**Data extract**
§ §

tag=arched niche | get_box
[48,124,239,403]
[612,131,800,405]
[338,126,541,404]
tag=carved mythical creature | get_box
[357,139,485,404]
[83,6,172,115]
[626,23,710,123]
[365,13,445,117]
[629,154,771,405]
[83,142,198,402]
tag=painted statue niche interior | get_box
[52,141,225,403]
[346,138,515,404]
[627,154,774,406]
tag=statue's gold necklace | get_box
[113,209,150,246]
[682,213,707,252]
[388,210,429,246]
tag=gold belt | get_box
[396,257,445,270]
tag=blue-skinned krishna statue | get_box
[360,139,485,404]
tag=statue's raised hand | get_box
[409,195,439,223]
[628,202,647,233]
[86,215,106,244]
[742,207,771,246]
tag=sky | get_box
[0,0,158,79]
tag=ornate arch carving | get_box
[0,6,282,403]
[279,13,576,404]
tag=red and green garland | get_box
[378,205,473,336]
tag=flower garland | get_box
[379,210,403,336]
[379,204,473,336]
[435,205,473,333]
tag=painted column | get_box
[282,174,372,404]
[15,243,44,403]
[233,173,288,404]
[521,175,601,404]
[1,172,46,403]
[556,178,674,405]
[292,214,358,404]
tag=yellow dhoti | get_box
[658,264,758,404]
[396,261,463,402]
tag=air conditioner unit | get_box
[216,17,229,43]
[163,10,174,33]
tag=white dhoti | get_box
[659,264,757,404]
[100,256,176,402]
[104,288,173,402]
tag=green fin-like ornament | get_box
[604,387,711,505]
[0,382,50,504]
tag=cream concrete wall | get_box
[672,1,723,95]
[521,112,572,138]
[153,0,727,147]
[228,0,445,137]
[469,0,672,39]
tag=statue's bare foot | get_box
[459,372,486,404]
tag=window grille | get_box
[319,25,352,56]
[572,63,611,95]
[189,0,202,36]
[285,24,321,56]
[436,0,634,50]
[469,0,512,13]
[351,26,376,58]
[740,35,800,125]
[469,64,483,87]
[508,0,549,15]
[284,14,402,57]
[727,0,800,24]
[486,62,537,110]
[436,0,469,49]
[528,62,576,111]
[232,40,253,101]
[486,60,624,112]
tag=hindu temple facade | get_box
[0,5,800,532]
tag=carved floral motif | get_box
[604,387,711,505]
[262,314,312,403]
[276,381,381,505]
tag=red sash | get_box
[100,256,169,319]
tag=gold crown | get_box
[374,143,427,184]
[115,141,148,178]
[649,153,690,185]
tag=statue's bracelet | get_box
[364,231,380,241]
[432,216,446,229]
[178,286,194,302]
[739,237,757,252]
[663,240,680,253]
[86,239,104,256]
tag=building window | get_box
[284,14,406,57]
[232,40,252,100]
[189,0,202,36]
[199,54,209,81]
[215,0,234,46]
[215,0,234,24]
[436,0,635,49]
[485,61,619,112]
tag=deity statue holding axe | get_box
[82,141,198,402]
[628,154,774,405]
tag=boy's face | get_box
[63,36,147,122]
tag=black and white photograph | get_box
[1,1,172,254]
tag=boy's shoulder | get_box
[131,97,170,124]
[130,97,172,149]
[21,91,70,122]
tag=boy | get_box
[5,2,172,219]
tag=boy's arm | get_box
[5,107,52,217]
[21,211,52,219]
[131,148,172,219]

§ §

**The task**
What is needed here is an exact copy of all the entries.

**Task response**
tag=arched niche | get_box
[48,124,239,403]
[612,131,800,405]
[338,126,541,404]
tag=carved mythical creature | get_box
[357,139,485,404]
[83,6,172,115]
[626,23,710,123]
[365,13,445,117]
[629,154,771,405]
[83,142,198,402]
tag=painted statue niche interior | get_box
[52,141,225,403]
[346,138,515,404]
[627,154,774,406]
tag=statue's gold necklace | get_box
[113,209,150,246]
[682,213,707,252]
[388,210,429,246]
tag=gold belt | get_box
[396,257,445,270]
tag=blue-skinned krishna statue | get_box
[360,139,485,404]
tag=statue's raised hand | get_box
[409,195,439,223]
[628,202,647,233]
[86,215,106,244]
[742,207,771,246]
tag=sky | get_box
[0,0,158,79]
tag=ornate arch carving | get_box
[0,6,282,403]
[279,13,576,404]
tag=red and green garland | get_box
[378,205,473,336]
tag=flower garland | get_box
[379,210,403,336]
[379,204,473,336]
[435,205,473,333]
tag=painted column | get_box
[282,174,372,404]
[15,243,44,403]
[233,173,288,404]
[521,175,601,404]
[1,172,46,403]
[556,178,674,405]
[292,214,358,404]
tag=yellow dhoti | get_box
[658,264,758,404]
[396,261,463,402]
tag=air conditioner unit | get_box
[216,17,229,43]
[163,10,174,33]
tag=white dhoti | get_box
[659,264,757,404]
[100,256,176,402]
[104,288,173,402]
tag=green fin-like ornament | get_box
[604,387,711,505]
[0,382,50,504]
tag=cream concrete wall | get_box
[672,1,723,95]
[521,112,572,138]
[153,0,727,147]
[228,0,445,137]
[469,0,672,39]
tag=statue's bare foot | get_box
[459,372,486,404]
tag=window grille | get_box
[319,25,352,56]
[572,63,611,95]
[189,0,202,36]
[285,24,321,56]
[436,0,634,50]
[469,0,512,13]
[351,26,376,58]
[740,35,800,125]
[469,64,483,87]
[508,0,549,15]
[284,14,402,57]
[727,0,800,24]
[486,62,537,110]
[436,0,469,49]
[528,62,576,111]
[232,40,253,101]
[486,60,624,112]
tag=hindu temple facade | get_box
[0,5,800,532]
tag=carved floral motif | get_box
[604,387,711,505]
[262,314,312,403]
[276,381,381,505]
tag=red sash | get_box
[100,256,169,319]
tag=gold crown | get_box
[374,143,427,184]
[115,141,148,178]
[649,153,690,185]
tag=statue's bracelet | get_box
[364,231,380,241]
[432,216,446,229]
[178,286,194,302]
[739,237,757,252]
[663,240,680,253]
[86,239,104,256]
tag=building window | get_box
[284,14,406,57]
[232,40,252,100]
[189,0,202,36]
[199,54,209,81]
[215,0,234,46]
[215,0,234,24]
[436,0,635,49]
[485,61,619,112]
tag=deity statue holding axe | get_box
[82,141,198,402]
[628,154,774,405]
tag=boy's face | get_box
[63,36,147,122]
tag=black and white photograph | get_box
[1,1,172,254]
tag=boy's shoulder | get_box
[131,97,170,124]
[130,97,172,149]
[21,91,70,122]
tag=boy | get_box
[5,2,172,219]
tag=boy's arm | get_box
[5,107,52,217]
[21,211,52,219]
[131,148,172,219]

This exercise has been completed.